Job: Convert all of the material below into a Markdown table with two columns, Row and Line. Give each line its own row with its number, and leave out blank lines.

[Records from a dataset]
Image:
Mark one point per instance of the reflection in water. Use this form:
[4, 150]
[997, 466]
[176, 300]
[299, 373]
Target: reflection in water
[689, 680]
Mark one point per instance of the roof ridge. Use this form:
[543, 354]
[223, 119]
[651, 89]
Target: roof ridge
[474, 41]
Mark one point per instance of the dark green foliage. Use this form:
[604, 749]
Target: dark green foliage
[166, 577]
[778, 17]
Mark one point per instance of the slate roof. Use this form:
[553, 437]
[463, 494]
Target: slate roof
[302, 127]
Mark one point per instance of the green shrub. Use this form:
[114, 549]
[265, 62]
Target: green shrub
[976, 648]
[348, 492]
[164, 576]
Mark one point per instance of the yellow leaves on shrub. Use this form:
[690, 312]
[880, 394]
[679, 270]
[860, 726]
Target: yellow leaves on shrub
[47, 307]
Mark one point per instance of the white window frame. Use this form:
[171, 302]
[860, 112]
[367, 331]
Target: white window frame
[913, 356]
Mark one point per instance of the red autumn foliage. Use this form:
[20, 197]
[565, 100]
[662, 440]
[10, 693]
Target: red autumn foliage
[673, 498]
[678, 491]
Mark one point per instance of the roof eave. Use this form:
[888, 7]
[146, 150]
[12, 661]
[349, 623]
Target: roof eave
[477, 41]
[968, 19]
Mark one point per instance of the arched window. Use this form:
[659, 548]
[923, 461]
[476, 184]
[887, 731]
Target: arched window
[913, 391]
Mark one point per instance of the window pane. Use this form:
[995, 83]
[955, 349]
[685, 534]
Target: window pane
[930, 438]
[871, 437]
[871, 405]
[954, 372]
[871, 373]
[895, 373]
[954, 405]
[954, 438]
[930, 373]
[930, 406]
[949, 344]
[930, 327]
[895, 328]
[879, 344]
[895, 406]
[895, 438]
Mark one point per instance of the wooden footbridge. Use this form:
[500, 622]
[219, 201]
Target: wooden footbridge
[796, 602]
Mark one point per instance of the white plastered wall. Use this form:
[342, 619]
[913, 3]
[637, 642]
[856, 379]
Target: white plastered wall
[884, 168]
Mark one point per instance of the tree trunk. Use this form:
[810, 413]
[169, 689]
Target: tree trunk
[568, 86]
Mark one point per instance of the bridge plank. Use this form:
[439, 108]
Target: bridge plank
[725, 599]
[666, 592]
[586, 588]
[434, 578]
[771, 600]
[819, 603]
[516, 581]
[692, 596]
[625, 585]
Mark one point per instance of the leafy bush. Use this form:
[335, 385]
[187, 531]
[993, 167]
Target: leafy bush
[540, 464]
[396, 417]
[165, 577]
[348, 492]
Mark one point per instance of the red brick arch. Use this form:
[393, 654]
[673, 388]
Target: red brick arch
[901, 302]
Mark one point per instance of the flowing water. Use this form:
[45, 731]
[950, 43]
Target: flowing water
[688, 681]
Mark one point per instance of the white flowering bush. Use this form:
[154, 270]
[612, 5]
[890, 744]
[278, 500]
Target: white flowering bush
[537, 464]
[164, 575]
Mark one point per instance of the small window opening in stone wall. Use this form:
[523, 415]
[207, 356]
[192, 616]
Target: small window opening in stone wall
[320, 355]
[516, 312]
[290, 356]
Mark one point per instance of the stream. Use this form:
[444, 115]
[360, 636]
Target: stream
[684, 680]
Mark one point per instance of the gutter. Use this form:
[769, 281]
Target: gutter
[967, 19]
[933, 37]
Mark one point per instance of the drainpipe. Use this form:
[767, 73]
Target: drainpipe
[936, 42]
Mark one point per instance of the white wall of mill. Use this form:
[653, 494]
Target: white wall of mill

Solution for this task:
| Row | Line |
|---|---|
| 1 | Image: |
| 2 | Mark one point per instance of the reflection in water. Use this form: |
| 3 | [4, 150] |
| 4 | [997, 466] |
| 5 | [176, 300] |
| 6 | [299, 373] |
| 7 | Target: reflection in water |
| 8 | [689, 680] |
| 9 | Mark one point per instance of the roof ridge. Use this form: |
| 10 | [543, 354] |
| 11 | [223, 119] |
| 12 | [651, 89] |
| 13 | Target: roof ridge |
| 14 | [474, 41] |
| 15 | Mark one point per instance of the dark green foliage. Use this form: |
| 16 | [604, 749] |
| 17 | Target: dark green foliage |
| 18 | [166, 577] |
| 19 | [778, 17] |
| 20 | Mark one point per instance of the slate roof. Use this form: |
| 21 | [553, 437] |
| 22 | [463, 494] |
| 23 | Target: slate roof |
| 24 | [302, 127] |
| 25 | Mark one point per instance of the green shrub. Use this form: |
| 26 | [114, 549] |
| 27 | [265, 62] |
| 28 | Target: green shrub |
| 29 | [976, 648] |
| 30 | [348, 492] |
| 31 | [164, 576] |
| 32 | Mark one point per instance of the yellow leaves on shrub. Use this form: |
| 33 | [690, 312] |
| 34 | [880, 394] |
| 35 | [679, 270] |
| 36 | [860, 726] |
| 37 | Target: yellow leaves on shrub |
| 38 | [47, 307] |
| 39 | Mark one point per instance of the white window frame. Use this form: |
| 40 | [171, 302] |
| 41 | [860, 112] |
| 42 | [367, 331] |
| 43 | Target: white window frame |
| 44 | [913, 356] |
| 45 | Mark one point per instance of the red autumn foliage. Use this form: |
| 46 | [20, 197] |
| 47 | [565, 100] |
| 48 | [662, 440] |
| 49 | [10, 693] |
| 50 | Target: red autumn foliage |
| 51 | [673, 498] |
| 52 | [678, 491] |
| 53 | Mark one point per instance of the roof eave. Use this form: |
| 54 | [888, 7] |
| 55 | [146, 150] |
| 56 | [12, 661] |
| 57 | [349, 623] |
| 58 | Target: roof eave |
| 59 | [477, 41] |
| 60 | [968, 19] |
| 61 | Mark one point per instance of the arched window. Use this form: |
| 62 | [659, 548] |
| 63 | [923, 461] |
| 64 | [476, 184] |
| 65 | [887, 731] |
| 66 | Target: arched window |
| 67 | [913, 391] |
| 68 | Mark one point per instance of the window pane. Use this form: |
| 69 | [995, 83] |
| 70 | [955, 349] |
| 71 | [685, 534] |
| 72 | Target: window pane |
| 73 | [930, 438] |
| 74 | [871, 437] |
| 75 | [871, 405] |
| 76 | [954, 372] |
| 77 | [871, 373] |
| 78 | [895, 373] |
| 79 | [954, 405] |
| 80 | [954, 438] |
| 81 | [930, 373] |
| 82 | [930, 406] |
| 83 | [949, 344] |
| 84 | [930, 327] |
| 85 | [895, 328] |
| 86 | [879, 344] |
| 87 | [895, 406] |
| 88 | [895, 438] |
| 89 | Mark one point per instance of the wooden footbridge. Use this form: |
| 90 | [500, 622] |
| 91 | [219, 201] |
| 92 | Target: wooden footbridge |
| 93 | [796, 602] |
| 94 | Mark one point per instance of the white plastered wall. Use this form: |
| 95 | [342, 619] |
| 96 | [913, 3] |
| 97 | [637, 642] |
| 98 | [856, 379] |
| 99 | Target: white plastered wall |
| 100 | [884, 168] |
| 101 | Mark one point per instance of the tree trunk. Use this form: |
| 102 | [810, 413] |
| 103 | [169, 689] |
| 104 | Target: tree trunk |
| 105 | [568, 86] |
| 106 | Mark one point per instance of the bridge plank. Use this form: |
| 107 | [439, 108] |
| 108 | Target: bridge plank |
| 109 | [725, 599] |
| 110 | [666, 592] |
| 111 | [586, 588] |
| 112 | [434, 578] |
| 113 | [771, 600] |
| 114 | [819, 603] |
| 115 | [516, 581] |
| 116 | [692, 596] |
| 117 | [625, 585] |
| 118 | Mark one point per instance of the leafy bush. Use this form: |
| 119 | [335, 385] |
| 120 | [187, 531] |
| 121 | [993, 167] |
| 122 | Target: leafy bush |
| 123 | [540, 464] |
| 124 | [396, 417] |
| 125 | [165, 577] |
| 126 | [348, 492] |
| 127 | Mark one point per instance of the red brick arch. Use this form: |
| 128 | [393, 654] |
| 129 | [673, 388] |
| 130 | Target: red brick arch |
| 131 | [901, 302] |
| 132 | Mark one point per instance of the flowing water. Use this form: |
| 133 | [45, 731] |
| 134 | [950, 43] |
| 135 | Target: flowing water |
| 136 | [688, 681] |
| 137 | Mark one point per instance of the white flowering bush. Use this form: |
| 138 | [154, 270] |
| 139 | [612, 5] |
| 140 | [890, 744] |
| 141 | [278, 500] |
| 142 | Target: white flowering bush |
| 143 | [537, 464] |
| 144 | [164, 575] |
| 145 | Mark one point per instance of the small window opening in stone wall. Use this form: |
| 146 | [523, 415] |
| 147 | [207, 356] |
| 148 | [192, 616] |
| 149 | Target: small window opening in stone wall |
| 150 | [320, 355] |
| 151 | [516, 312] |
| 152 | [290, 356] |
| 153 | Mark one point per instance of the stream. Use this form: |
| 154 | [444, 115] |
| 155 | [360, 636] |
| 156 | Target: stream |
| 157 | [684, 680] |
| 158 | Mark one point per instance of the gutter. Use this form: |
| 159 | [769, 281] |
| 160 | Target: gutter |
| 161 | [967, 19] |
| 162 | [933, 37] |
| 163 | Mark one point per instance of the drainpipe. Use this form: |
| 164 | [767, 73] |
| 165 | Target: drainpipe |
| 166 | [936, 42] |
| 167 | Mark one point per instance of the white wall of mill. Use this form: |
| 168 | [653, 494] |
| 169 | Target: white wall of mill |